---------- SOURCE
Eggs are an essential part of southern macaroni and cheese, it's a custard style here.  I make mine saucy with a bechamel base, no eggs, but I was not born and raised here!


----------



## Cooking Goddess (Dec 12, 2013)

GotGarlic said:


> ....Mac 'n cheese is traditionally made with a bechamel sauce and then the cheese melts smoothly into the sauce....


How do you guys make your bechamel sauce?  I've seen various ratios.  Generally I use 2 TBSP each flour and butter to each cup of milk.  

To cheese it up I'll add between 1/2 cup to 1 cup cheese depending on the strength of flavor.


----------



## no mayonnaise (Dec 12, 2013)

I love macaroni and cheese
Give me macaroni and cheese all day.
I keep macaroni and cheese in the drawer
Give me a macaroni and cheese IV
I use macaroni and cheese in the mouse traps
Give me a macaroni and cheese enema.
I WANT IT ALLLLLLLLLLLLLLLL


----------



## JGDean (Dec 12, 2013)

But you don't like mayo??


----------



## GotGarlic (Dec 12, 2013)

Cooking Goddess said:


> How do you guys make your bechamel sauce?  I've seen various ratios.  Generally I use 2 TBSP each flour and butter to each cup of milk.
> 
> To cheese it up I'll add between 1/2 cup to 1 cup cheese depending on the strength of flavor.



Different ratios result in different thicknesses of the sauce, so if you want a looser sauce, you use 1 tbsp. flour and butter. For mac 'n cheese, I use 2 tbsp flour and butter per cup of milk, 1.5 cups extra sharp cheddar cheese and 1/2 cup of Havarti or Monterey Jack or mozzarella.


----------



## GotGarlic (Dec 12, 2013)

bakechef said:


> Eggs are an essential part of southern macaroni and cheese, it's a custard style here.  I make mine saucy with a bechamel base, no eggs, but I was not born and raised here!



Well, as I've said before, the South is a big place  I did some searching and found "southern-style" recipes with and without eggs, so maybe I'll have to do a taste test and see which I like better. DH would love that


----------



## GotGarlic (Dec 12, 2013)

JGDean said:


> But you don't like mayo??



What's the connection between mayo and cheese sauce?
--------------------
---------- SOURCE DATA
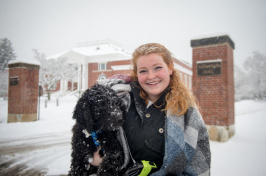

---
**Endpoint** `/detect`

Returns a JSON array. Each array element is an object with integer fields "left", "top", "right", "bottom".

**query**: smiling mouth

[{"left": 147, "top": 81, "right": 161, "bottom": 85}]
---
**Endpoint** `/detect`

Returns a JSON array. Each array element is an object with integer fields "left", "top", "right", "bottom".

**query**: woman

[{"left": 91, "top": 43, "right": 211, "bottom": 176}]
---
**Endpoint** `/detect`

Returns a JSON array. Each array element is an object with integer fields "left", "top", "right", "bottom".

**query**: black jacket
--------------------
• PROBLEMS TO WORK ON:
(1) List each type of cheese named in the macaroni and cheese thread.
(2) Count the lines of the listing that contain the string "query", matching case exactly, and give only the number.

• RESULTS FOR EACH TASK:
(1) Extra sharp cheddar, Havarti, Monterey Jack, mozzarella

(2) 3